What is the logarithm of 1? The logarithm of 1 is always exactly 0, regardless of what the base is (as long as the base is valid). Whether you are calculating $\log_{10}(1)$, $\ln(1)$, or $\log_{500}(1)$, the answer is 0. This is because of the fundamental rule of exponents: any non-zero number raised to the power of 0 equals 1. Therefore, the exponent required to turn any base into 1 is always 0.
What is the mathematical constant $e$, and why is it used? The constant $e$, also known as Euler's number, is an irrational number approximately equal to 2.71828. It is defined as the absolute mathematical limit of continuous compounding. If you have $1 earning 100% interest over one year, compounded infinitely every millisecond, you will not earn infinite money; you will earn exactly $2.71828. Because it represents the natural rate of continuous growth, it is the base of the natural logarithm ($\ln$), making it the optimal base for calculating time, decay, and continuous rates in physics and finance.
How do I calculate a logarithm if my calculator only has "log" and "ln" buttons? If you need to calculate a logarithm with a custom base, such as $\log_2(32)$, you must use the Change of Base formula. You can use either the common log (log) or the natural log (ln) button on your calculator. Simply calculate the log of the argument and divide it by the log of the base. For $\log_2(32)$, you would type $\ln(32) / \ln(2)$. This evaluates to $3.4657 / 0.6931$, which equals exactly 5. This method works for any base and any positive argument.
What is an antilogarithm, and how do I use it? An antilogarithm is simply the reverse operation of a logarithm; it is the process of raising the base to the power of the logarithm to find the original number. If you know that $\log_{10}(x) = 4$, the antilogarithm is calculated by taking the base (10) and raising it to the power of the result (4). Therefore, $x = 10^4 = 10,000$. On most scientific calculators, the antilogarithm function is accessed by pressing the "Shift" or "2nd" key followed by the "log" key, which usually displays as $10^x$.
○ ○ ○ ○ ○ ○ ○
Required action 1:
Answer these questions using the logarithm FAQ, one answer per line:
(a) What is the logarithm of 1 for any valid base?
(b) What is the approximate value of the constant $e$?
(c) On most scientific calculators, which keys give the antilogarithm function?
Required action 2:
Continue the logarithm FAQ with the next part, picking up after its final sentence.
The entries that follow have no connection to the logarithm FAQ.

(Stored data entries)
○ ○ ○ ○ ○ ○ ○
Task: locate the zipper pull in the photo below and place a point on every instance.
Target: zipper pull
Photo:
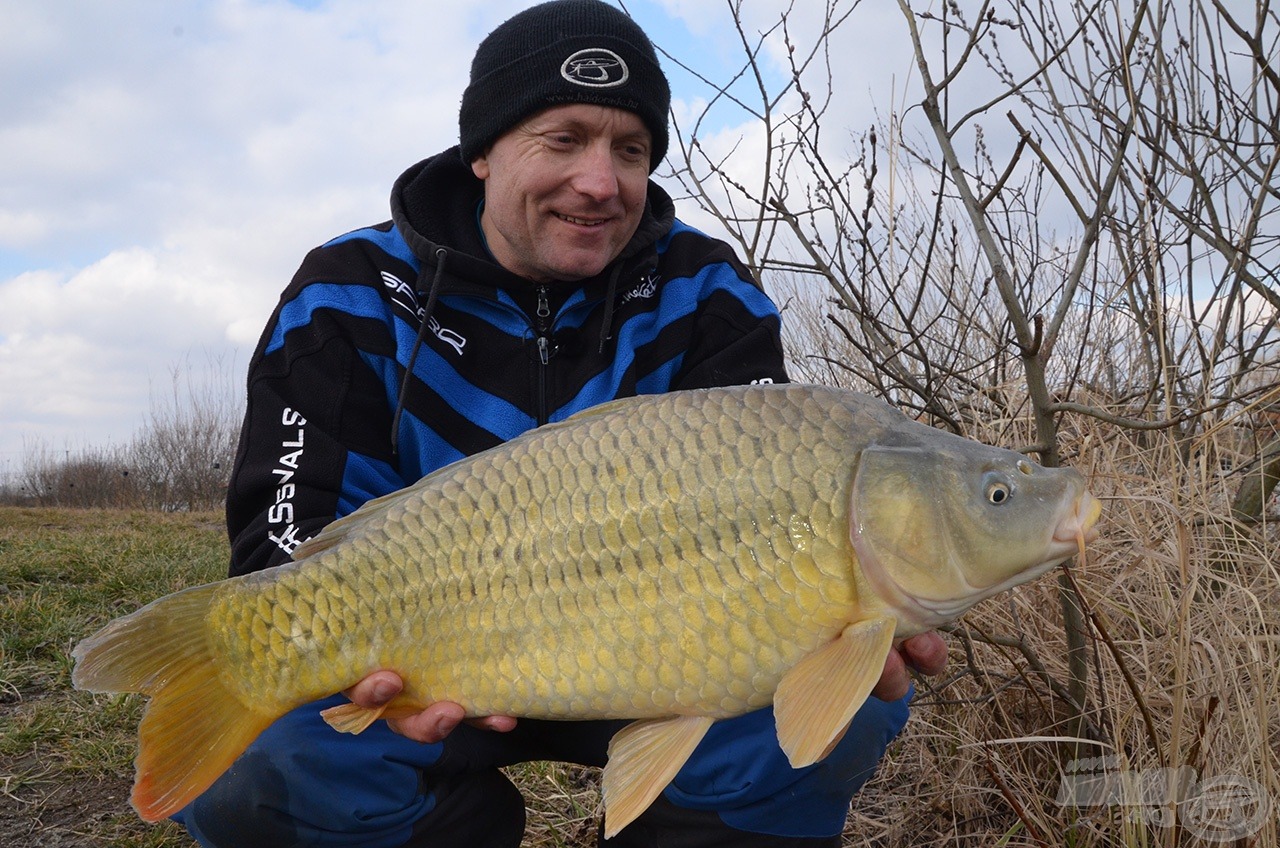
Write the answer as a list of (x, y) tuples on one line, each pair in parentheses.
[(544, 306)]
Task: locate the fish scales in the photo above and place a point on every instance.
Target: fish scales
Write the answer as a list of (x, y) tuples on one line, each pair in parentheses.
[(672, 559), (680, 519)]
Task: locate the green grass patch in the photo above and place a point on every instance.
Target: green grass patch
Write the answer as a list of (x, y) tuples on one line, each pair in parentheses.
[(67, 757)]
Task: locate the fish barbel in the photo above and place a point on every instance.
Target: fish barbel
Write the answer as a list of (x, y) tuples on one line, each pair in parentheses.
[(753, 546)]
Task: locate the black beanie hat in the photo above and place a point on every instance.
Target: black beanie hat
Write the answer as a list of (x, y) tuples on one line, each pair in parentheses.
[(561, 53)]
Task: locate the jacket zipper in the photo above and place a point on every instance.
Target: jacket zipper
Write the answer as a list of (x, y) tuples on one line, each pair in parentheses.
[(544, 350)]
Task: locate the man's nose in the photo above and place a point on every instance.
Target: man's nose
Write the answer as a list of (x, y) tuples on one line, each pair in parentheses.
[(597, 173)]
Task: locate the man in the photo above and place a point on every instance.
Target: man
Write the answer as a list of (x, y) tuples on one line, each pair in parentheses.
[(529, 273)]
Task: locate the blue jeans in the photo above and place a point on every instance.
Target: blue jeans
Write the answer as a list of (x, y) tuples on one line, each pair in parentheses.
[(304, 784)]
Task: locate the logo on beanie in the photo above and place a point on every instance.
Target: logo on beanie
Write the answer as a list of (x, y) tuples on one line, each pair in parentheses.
[(595, 68)]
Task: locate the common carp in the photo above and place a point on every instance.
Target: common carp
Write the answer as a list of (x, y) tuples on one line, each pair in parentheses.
[(673, 559)]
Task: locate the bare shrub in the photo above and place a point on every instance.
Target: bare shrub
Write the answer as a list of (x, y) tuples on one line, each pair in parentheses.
[(181, 459)]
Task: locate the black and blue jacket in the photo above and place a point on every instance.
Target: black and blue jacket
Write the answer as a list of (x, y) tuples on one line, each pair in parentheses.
[(332, 419)]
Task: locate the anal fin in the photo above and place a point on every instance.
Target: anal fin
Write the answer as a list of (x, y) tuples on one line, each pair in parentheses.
[(644, 757), (818, 697)]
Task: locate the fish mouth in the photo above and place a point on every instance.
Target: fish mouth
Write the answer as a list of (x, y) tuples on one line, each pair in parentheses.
[(1079, 524), (1069, 536)]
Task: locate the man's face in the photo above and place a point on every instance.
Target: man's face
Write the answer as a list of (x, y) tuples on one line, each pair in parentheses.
[(565, 191)]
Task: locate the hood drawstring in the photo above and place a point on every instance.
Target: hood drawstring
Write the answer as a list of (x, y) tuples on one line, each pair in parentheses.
[(432, 295), (609, 293)]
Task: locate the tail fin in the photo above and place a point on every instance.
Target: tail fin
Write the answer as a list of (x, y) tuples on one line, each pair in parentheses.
[(193, 728)]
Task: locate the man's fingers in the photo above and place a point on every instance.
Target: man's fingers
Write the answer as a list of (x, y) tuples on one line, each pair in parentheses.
[(895, 682), (926, 652), (375, 689)]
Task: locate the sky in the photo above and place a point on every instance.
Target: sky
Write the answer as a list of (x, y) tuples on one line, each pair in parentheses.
[(164, 167)]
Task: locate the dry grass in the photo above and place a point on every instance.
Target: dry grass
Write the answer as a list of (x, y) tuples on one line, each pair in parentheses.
[(1187, 689), (1188, 685)]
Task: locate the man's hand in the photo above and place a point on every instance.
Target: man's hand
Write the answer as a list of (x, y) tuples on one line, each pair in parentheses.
[(926, 652), (429, 725)]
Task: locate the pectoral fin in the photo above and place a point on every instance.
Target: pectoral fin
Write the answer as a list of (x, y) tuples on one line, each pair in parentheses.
[(352, 717), (644, 757), (819, 696)]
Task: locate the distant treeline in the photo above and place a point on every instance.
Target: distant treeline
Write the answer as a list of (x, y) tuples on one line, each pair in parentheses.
[(179, 459)]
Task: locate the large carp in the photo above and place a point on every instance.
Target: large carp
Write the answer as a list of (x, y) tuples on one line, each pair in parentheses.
[(672, 559)]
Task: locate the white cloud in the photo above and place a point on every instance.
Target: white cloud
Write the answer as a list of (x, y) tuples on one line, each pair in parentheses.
[(164, 168)]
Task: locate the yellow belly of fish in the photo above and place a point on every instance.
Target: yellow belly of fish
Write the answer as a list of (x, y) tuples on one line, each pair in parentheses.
[(570, 583)]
○ ○ ○ ○ ○ ○ ○
Written reply 1:
(a) 0
(b) About 2.71828
(c) The "Shift" or "2nd" key followed by the "log" key

Written reply 2:
Why is $\log(x+y)$ not equal to $\log(x) + \log(y)$? Logarithms are exponents, and they follow the rules of exponents. When you multiply numbers with the same base, you add their exponents ($x^2 \times x^3 = x^5$). Therefore, logarithms turn multiplication into addition: $\log(x \times y) = \log(x) + \log(y)$. However, there is no rule in algebra that simplifies the addition of two exponential terms ($x^2 + x^3$ cannot be simplified into a single exponent). Because exponentiation does not distribute over addition, logarithms do not distribute over addition either.
How are logarithms used in computer science? In computer science, base-2 logarithms ($\log_2$) are used to measure the time complexity and efficiency of algorithms, often expressed in Big O notation. For example, a Binary Search algorithm finds an item in a sorted list by repeatedly cutting the list in half. If a database has 1,000,000 entries, a linear search might take 1,000,000 steps. A binary search takes exactly $\log_2(1,000,000)$ steps. Since $2^{20}$ is roughly 1,000,000, the logarithm tells us it will take a maximum of 20 steps to find any item. Logarithms prove that binary search is exponentially more efficient than linear search.